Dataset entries

++++++

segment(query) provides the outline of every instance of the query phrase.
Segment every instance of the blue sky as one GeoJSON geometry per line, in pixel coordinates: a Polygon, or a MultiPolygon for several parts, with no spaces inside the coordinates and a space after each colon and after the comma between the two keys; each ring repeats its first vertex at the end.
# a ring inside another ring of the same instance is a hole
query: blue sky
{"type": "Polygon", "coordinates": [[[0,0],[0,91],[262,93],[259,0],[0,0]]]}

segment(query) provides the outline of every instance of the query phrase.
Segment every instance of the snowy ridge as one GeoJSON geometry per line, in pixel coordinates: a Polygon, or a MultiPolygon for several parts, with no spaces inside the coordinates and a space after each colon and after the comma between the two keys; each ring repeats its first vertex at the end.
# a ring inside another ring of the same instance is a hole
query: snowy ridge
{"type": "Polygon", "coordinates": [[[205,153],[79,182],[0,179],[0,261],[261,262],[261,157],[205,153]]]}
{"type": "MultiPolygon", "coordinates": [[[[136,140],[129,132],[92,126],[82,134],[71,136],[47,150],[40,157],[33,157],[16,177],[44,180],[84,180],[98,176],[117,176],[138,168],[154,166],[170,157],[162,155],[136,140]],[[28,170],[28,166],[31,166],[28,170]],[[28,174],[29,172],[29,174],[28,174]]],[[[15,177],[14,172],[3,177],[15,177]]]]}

++++++

▸ **Stated exercise**: Please reproduce each item above word for word, keeping every line as it appears.

▸ **Completed task**:
segment(query) provides the outline of every instance of the query phrase.
Segment every instance of the blue sky as one GeoJSON geometry per line, in pixel coordinates: a Polygon, or a MultiPolygon for several parts, with no spaces inside the coordinates and a space after each colon and after the comma between the two keys; each ring repeats its first vertex at the end.
# a ring inside another ring of the same instance is a hole
query: blue sky
{"type": "Polygon", "coordinates": [[[0,0],[0,91],[262,93],[259,0],[0,0]]]}

segment(query) provides the outline of every instance of the query phrase.
Segment every instance of the snowy ridge as one GeoJSON geometry per line, in pixel coordinates: a Polygon, or a MultiPolygon for several parts, with no spaces inside the coordinates and a space after each colon and after the comma between the two keys; each ring repeats its first vertex at the end.
# a ring inside another ring of the same instance is a hole
query: snowy ridge
{"type": "Polygon", "coordinates": [[[205,153],[79,182],[0,179],[0,261],[261,262],[261,157],[205,153]]]}
{"type": "MultiPolygon", "coordinates": [[[[136,140],[129,132],[92,126],[82,134],[71,136],[47,150],[40,157],[33,157],[16,177],[44,180],[84,180],[98,176],[117,176],[138,168],[154,166],[170,157],[162,155],[136,140]],[[28,170],[28,166],[31,166],[28,170]],[[28,174],[29,172],[29,174],[28,174]]],[[[15,177],[14,172],[3,177],[15,177]]]]}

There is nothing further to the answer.